> _Short problem a_
Return the part of the football excerpt between "What has stayed" and "renaissance at Vitesse.", inclusive, copied without changes.

> _Excerpt provided_
▼

What has stayed with me from the match, bar the surprising outcome, is a lone quirk in Vitesse’s tactical setup. Their best and most technical player was wearing the number 10, unsurprisingly enough. Yet of all positions he could possibly play in their fluid 3-4-3, he was playing as the central center-back. He spent his night picking out passes at all angles and gliding past Spurs attackers as if they weren’t there.

That player is Riechedly Bazoer. Many of you will probably know the name. Once a highly touted midfield prospect from the PSV and then Ajax academies, he has failed to find a home due to a series of injuries and “attitude incidents” — until now. Having just turned 25, Bazoer is in the midst of a career renaissance at Vitesse.

▲

> _Source data_
▼

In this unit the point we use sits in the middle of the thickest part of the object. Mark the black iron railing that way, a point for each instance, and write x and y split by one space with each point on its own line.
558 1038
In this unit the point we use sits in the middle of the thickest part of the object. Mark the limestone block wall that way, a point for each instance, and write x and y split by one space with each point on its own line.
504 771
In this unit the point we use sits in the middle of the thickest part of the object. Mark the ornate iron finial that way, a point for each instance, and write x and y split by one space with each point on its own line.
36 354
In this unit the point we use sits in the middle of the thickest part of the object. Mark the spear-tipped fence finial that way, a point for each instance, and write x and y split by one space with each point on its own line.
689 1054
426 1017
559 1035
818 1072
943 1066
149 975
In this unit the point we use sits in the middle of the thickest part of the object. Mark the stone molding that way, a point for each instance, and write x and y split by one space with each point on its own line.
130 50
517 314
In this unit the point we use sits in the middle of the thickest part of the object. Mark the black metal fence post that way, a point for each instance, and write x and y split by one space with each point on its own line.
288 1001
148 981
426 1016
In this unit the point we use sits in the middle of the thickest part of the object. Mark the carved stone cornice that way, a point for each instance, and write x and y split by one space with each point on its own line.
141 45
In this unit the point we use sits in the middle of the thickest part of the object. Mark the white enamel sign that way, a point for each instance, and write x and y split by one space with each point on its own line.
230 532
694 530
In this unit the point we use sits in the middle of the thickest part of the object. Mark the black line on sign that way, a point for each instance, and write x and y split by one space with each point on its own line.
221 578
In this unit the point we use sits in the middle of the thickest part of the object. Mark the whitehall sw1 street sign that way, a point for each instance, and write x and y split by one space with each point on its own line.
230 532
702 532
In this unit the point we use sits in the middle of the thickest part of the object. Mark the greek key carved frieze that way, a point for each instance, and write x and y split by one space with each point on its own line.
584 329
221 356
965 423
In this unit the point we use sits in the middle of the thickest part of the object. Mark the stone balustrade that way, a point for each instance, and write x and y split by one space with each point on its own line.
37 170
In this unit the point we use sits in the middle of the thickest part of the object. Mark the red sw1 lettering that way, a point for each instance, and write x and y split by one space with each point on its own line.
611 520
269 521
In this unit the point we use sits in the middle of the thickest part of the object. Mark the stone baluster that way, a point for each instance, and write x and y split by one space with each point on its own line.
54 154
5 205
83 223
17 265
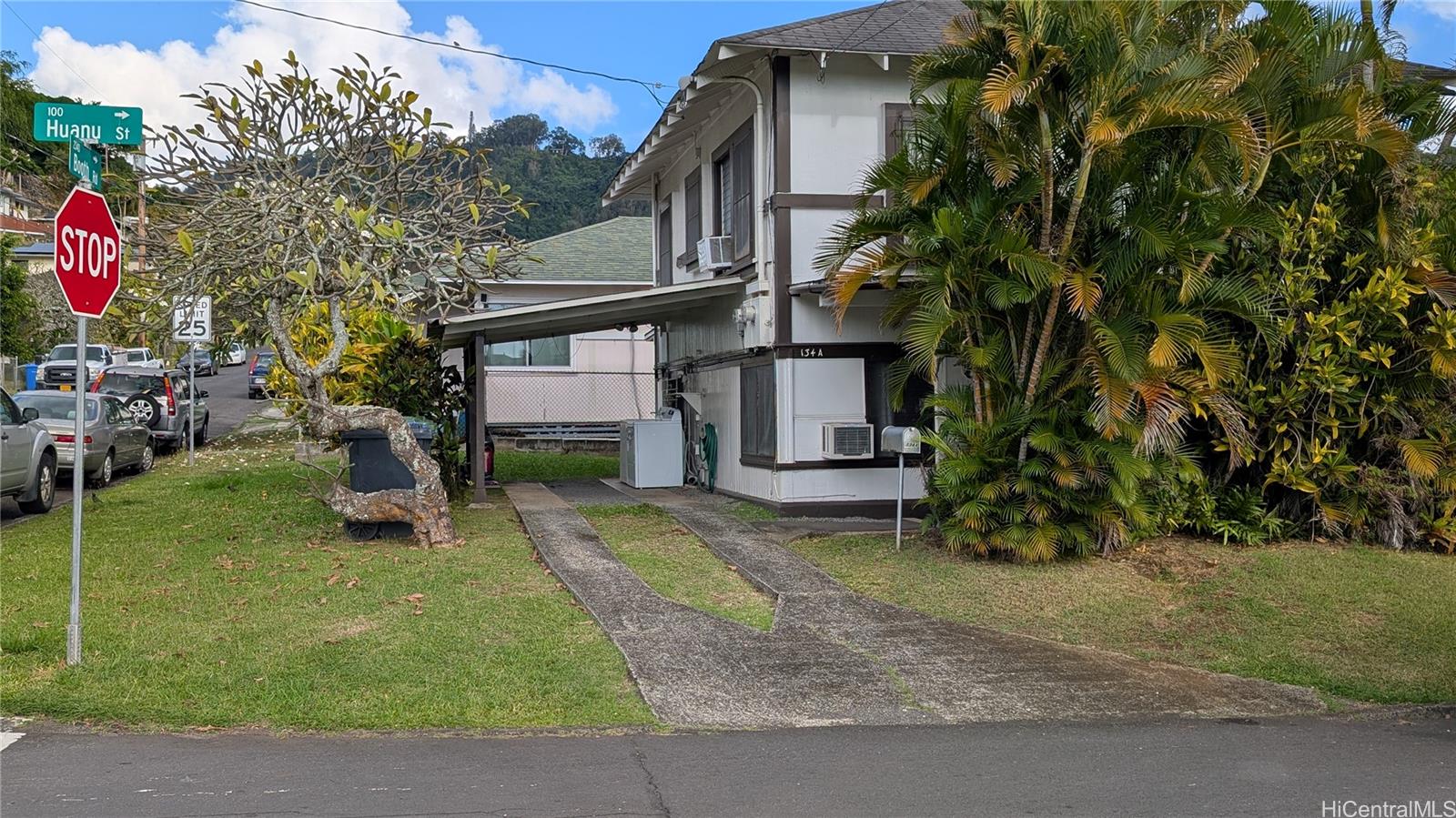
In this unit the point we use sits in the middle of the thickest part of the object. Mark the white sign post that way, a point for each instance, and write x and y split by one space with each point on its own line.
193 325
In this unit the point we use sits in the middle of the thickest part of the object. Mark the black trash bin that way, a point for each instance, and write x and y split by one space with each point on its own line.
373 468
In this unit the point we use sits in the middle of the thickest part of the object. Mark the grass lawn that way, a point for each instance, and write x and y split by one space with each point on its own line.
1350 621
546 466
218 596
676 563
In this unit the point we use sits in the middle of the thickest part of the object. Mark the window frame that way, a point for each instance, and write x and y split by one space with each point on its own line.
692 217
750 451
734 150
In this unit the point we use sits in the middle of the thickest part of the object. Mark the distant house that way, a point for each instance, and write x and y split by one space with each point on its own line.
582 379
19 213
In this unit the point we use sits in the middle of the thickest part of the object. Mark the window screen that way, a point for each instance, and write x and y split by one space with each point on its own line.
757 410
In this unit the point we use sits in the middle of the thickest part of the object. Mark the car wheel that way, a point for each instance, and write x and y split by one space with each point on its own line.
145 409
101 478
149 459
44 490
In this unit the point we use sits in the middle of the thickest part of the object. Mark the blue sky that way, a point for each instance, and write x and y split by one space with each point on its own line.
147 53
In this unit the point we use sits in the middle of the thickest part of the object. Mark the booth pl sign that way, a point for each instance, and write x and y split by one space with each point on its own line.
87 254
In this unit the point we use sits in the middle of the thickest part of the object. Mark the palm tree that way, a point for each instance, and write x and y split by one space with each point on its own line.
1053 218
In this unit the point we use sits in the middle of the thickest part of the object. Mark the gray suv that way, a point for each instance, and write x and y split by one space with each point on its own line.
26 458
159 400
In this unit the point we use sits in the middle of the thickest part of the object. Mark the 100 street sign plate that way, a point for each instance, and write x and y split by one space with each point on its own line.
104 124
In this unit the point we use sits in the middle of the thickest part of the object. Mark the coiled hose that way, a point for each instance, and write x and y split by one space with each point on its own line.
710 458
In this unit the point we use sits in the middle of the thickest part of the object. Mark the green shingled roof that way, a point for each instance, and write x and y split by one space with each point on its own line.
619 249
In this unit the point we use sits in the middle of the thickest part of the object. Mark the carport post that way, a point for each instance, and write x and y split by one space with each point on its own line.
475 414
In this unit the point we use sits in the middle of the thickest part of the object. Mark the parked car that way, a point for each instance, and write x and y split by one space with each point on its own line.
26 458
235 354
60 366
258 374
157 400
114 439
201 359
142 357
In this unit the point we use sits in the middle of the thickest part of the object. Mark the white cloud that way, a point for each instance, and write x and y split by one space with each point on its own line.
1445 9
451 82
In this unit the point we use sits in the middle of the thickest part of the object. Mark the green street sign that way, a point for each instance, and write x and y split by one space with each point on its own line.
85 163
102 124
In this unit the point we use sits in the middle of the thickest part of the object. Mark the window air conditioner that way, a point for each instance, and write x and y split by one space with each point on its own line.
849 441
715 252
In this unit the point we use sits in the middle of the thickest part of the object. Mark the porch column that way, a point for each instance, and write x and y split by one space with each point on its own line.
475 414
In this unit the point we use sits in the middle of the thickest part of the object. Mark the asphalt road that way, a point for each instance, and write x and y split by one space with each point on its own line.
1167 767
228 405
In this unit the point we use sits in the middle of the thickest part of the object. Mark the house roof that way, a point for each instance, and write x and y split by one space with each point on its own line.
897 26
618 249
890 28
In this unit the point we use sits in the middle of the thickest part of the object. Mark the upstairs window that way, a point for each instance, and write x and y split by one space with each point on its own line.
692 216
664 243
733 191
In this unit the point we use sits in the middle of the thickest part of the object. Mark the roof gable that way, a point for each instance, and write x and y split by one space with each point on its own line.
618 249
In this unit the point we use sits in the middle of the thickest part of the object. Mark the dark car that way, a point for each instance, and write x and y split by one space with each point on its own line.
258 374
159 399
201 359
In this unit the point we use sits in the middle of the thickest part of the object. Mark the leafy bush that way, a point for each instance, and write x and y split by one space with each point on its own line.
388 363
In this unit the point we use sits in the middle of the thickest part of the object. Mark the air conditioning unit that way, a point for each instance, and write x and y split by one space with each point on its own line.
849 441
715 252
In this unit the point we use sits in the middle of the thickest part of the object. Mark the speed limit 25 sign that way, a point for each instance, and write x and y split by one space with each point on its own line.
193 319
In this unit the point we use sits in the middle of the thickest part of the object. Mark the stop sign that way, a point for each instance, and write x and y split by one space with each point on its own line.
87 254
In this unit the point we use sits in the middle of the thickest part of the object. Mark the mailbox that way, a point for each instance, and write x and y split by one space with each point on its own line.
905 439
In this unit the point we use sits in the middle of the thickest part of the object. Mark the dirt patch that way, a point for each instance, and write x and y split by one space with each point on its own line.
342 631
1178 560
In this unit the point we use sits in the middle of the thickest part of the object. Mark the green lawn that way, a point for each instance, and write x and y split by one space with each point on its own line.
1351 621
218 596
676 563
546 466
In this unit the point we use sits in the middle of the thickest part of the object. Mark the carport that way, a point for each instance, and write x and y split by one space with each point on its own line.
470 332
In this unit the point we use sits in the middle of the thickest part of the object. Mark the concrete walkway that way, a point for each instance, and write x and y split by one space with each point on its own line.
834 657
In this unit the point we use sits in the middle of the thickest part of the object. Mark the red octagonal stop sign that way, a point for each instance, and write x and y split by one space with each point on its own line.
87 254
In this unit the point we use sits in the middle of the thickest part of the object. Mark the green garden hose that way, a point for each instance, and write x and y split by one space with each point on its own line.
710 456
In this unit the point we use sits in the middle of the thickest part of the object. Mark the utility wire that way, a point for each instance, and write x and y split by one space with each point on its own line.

▲

> _Short problem b_
From the listing above, return every line that contains the string "limit", matching case exactly.

> _Complete response a_
What has stayed with me from the match, bar the surprising outcome, is a lone quirk in Vitesse’s tactical setup. Their best and most technical player was wearing the number 10, unsurprisingly enough. Yet of all positions he could possibly play in their fluid 3-4-3, he was playing as the central center-back. He spent his night picking out passes at all angles and gliding past Spurs attackers as if they weren’t there.

That player is Riechedly Bazoer. Many of you will probably know the name. Once a highly touted midfield prospect from the PSV and then Ajax academies, he has failed to find a home due to a series of injuries and “attitude incidents” — until now. Having just turned 25, Bazoer is in the midst of a career renaissance at Vitesse.

> _Complete response b_
In this unit the point we use sits in the middle of the thickest part of the object. Mark the speed limit 25 sign that way, a point for each instance, and write x and y split by one space with each point on its own line.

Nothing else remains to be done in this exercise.